__EXERCISE OBJECTIVE__. Please write out exactly the lines of the data below from the line holding "Target: domed kiosk" through the line holding "Where can the doorway", and leave out the rest.

[Image-grounded pointing data]

┌──

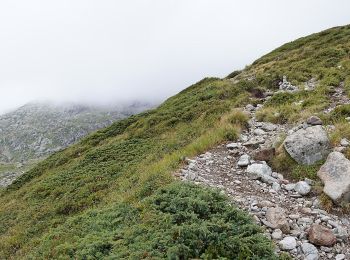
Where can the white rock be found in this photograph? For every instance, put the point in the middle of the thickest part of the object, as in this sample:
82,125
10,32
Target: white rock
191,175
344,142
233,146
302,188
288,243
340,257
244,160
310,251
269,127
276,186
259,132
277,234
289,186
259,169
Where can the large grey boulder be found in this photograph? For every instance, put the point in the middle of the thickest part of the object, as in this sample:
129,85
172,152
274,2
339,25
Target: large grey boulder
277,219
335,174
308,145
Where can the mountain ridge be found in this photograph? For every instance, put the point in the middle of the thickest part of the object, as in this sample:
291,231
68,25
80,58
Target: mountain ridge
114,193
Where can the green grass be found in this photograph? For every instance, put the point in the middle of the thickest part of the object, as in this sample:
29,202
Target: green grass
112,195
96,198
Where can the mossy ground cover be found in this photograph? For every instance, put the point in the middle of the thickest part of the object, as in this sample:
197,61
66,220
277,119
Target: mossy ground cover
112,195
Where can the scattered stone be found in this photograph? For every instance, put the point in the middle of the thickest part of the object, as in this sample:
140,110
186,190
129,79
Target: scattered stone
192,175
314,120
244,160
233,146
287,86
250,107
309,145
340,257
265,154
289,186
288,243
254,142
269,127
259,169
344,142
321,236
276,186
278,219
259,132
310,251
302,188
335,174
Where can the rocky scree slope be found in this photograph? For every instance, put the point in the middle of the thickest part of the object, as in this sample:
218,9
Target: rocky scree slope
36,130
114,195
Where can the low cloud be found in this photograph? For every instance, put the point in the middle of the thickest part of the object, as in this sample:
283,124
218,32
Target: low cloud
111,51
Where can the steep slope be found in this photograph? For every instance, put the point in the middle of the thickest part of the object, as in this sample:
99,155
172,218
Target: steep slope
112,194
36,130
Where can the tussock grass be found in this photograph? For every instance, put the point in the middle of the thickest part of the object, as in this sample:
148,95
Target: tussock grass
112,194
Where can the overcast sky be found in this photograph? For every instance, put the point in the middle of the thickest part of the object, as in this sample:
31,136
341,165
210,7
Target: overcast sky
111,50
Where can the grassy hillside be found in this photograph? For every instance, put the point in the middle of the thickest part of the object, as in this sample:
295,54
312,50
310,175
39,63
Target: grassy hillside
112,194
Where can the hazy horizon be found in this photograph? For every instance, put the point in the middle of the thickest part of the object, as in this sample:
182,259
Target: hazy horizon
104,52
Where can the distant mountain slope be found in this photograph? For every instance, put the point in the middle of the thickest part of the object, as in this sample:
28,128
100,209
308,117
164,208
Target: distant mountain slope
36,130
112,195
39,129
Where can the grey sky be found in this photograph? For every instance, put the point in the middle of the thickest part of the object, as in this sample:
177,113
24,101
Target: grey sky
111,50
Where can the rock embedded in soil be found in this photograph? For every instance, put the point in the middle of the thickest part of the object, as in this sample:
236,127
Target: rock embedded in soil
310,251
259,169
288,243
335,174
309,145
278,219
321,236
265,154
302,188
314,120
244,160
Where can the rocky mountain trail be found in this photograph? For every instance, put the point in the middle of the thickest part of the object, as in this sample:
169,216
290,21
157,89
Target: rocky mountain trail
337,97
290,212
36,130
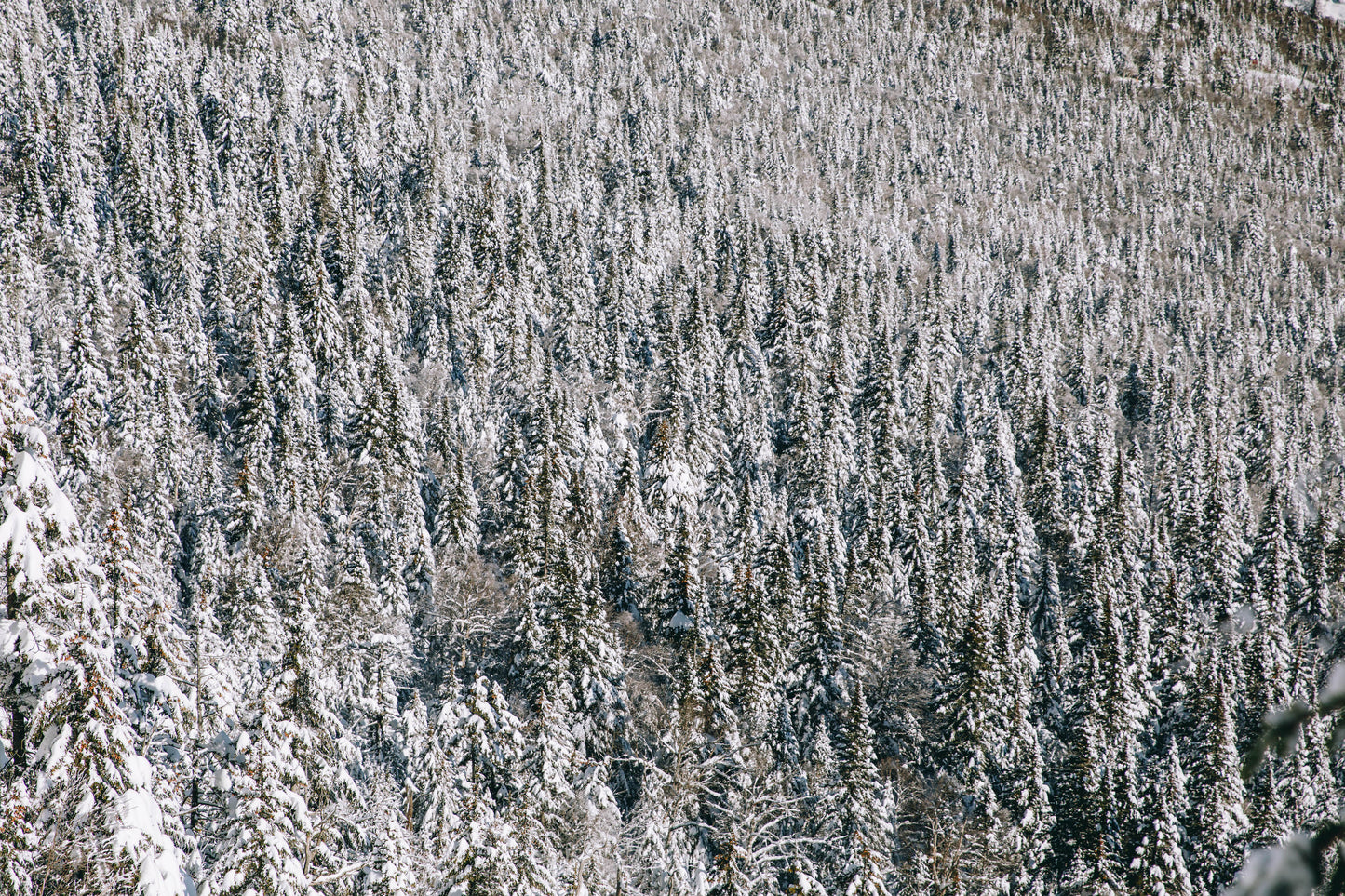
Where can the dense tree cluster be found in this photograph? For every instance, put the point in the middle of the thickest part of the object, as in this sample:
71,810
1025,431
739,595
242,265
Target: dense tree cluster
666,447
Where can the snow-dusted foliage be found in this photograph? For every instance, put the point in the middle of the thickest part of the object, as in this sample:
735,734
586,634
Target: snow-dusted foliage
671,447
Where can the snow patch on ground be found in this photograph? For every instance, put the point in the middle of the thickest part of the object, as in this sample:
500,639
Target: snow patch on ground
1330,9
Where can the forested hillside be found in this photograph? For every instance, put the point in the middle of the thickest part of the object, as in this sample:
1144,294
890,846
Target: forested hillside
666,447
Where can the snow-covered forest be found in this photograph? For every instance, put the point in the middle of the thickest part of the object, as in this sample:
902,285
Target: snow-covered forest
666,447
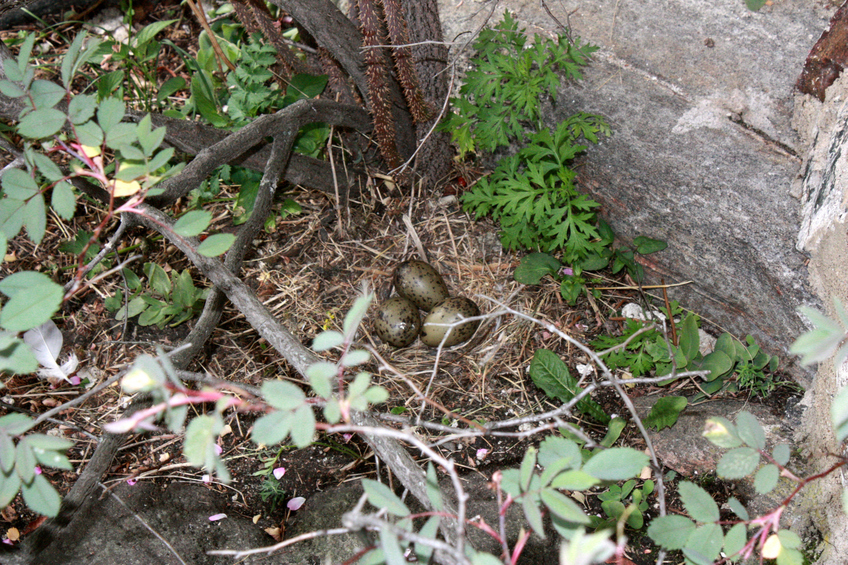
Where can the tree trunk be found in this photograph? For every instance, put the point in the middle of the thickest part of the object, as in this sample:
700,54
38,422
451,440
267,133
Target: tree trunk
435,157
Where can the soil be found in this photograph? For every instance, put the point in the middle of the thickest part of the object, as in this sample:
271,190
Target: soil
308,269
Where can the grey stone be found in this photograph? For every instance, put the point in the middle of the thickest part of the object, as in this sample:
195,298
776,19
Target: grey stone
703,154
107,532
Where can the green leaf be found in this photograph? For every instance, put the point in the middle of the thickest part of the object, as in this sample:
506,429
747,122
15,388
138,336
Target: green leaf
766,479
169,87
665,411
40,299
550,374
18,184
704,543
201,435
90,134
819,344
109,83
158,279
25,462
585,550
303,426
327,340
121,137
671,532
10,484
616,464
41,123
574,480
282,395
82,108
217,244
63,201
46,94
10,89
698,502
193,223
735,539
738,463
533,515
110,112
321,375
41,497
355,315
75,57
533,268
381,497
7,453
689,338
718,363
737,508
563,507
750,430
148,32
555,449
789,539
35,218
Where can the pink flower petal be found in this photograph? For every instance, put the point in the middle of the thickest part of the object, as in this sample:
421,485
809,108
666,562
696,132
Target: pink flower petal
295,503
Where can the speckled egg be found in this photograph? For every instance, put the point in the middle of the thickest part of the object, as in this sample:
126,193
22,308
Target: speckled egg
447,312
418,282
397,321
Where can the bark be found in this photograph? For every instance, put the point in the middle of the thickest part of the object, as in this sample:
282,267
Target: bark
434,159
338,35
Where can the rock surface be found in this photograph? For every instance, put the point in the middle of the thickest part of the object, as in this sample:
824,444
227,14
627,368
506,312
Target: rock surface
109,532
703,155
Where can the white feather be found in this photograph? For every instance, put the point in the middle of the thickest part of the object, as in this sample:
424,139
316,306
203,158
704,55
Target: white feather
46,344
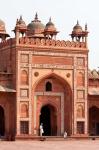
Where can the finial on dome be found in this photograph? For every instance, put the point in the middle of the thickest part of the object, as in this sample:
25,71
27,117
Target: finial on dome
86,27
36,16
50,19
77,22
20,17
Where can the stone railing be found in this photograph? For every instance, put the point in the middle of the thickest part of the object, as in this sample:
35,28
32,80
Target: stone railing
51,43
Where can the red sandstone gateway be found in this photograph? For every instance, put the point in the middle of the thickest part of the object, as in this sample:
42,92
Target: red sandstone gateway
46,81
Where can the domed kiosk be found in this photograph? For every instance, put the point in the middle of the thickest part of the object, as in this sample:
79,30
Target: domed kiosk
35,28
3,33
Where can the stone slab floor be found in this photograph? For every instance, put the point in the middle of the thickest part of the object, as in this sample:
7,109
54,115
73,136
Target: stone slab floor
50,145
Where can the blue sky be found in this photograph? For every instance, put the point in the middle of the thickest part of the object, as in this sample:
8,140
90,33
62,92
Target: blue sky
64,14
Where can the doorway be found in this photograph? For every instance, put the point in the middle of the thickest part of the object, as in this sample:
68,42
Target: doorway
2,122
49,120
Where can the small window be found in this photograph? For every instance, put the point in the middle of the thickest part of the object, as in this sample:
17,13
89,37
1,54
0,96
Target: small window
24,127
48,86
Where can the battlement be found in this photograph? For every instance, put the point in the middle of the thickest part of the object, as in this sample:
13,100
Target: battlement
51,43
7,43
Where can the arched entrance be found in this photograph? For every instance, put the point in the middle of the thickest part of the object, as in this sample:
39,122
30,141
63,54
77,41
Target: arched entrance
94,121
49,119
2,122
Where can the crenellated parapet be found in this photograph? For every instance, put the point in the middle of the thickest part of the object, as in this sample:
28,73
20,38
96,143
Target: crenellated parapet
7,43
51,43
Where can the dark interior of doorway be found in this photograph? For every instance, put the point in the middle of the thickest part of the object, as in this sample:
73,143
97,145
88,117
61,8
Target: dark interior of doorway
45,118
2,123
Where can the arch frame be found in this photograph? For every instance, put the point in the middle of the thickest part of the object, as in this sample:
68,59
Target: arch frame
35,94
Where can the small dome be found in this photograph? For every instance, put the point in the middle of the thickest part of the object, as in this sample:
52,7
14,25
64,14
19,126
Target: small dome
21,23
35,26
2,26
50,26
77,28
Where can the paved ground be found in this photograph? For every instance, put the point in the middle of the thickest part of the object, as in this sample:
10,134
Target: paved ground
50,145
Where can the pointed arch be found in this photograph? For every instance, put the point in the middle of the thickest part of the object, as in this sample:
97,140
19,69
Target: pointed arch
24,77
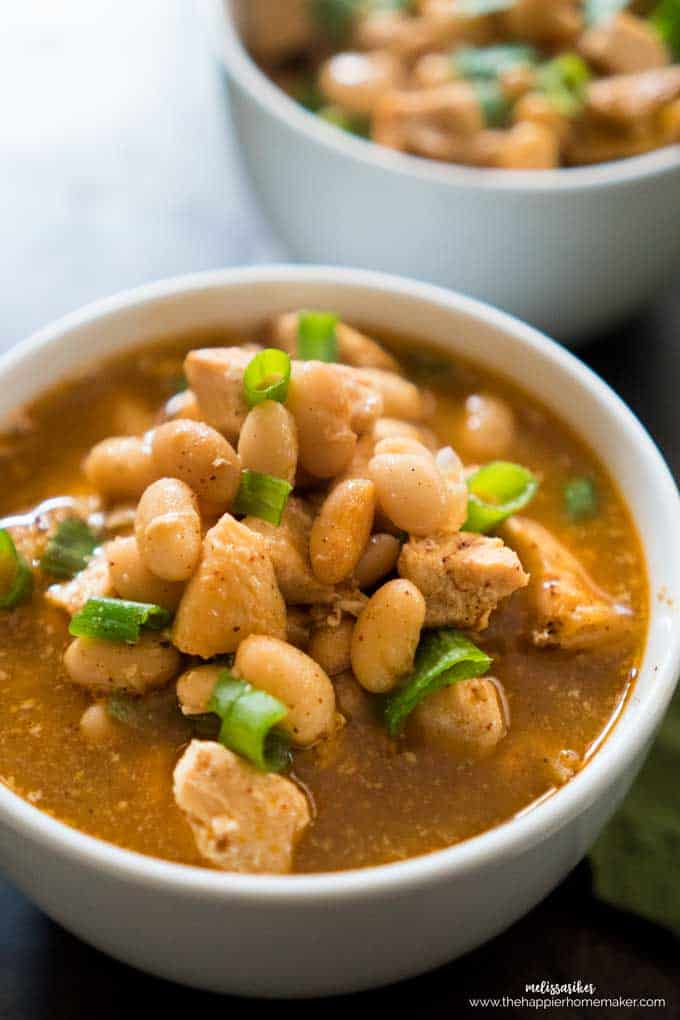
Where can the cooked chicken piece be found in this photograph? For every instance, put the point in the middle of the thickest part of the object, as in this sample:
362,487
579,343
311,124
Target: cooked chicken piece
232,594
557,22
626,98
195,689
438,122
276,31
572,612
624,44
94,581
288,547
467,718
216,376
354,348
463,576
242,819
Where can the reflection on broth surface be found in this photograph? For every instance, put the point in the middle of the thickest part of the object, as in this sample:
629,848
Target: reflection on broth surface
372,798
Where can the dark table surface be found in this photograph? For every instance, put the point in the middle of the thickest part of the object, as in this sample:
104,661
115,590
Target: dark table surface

└──

__OUTPUT FOR THIS EXERCISE__.
Target: domed kiosk
35,28
3,33
Where can the stone slab floor be found in this photograph? For every instance, put the point in the middle of the thickest part of the object, as in this sample:
7,109
54,115
73,136
Target: stone slab floor
50,145
Where can the blue sky be found in this photograph? For every instance, put the point in the middle of the thickest part of the object, as in this sample:
8,140
90,33
62,92
Target: blue sky
64,14
Where can the doorway be found in this photograph? For every instance, put the point in the middle of the thickest part of the object, as in this sample:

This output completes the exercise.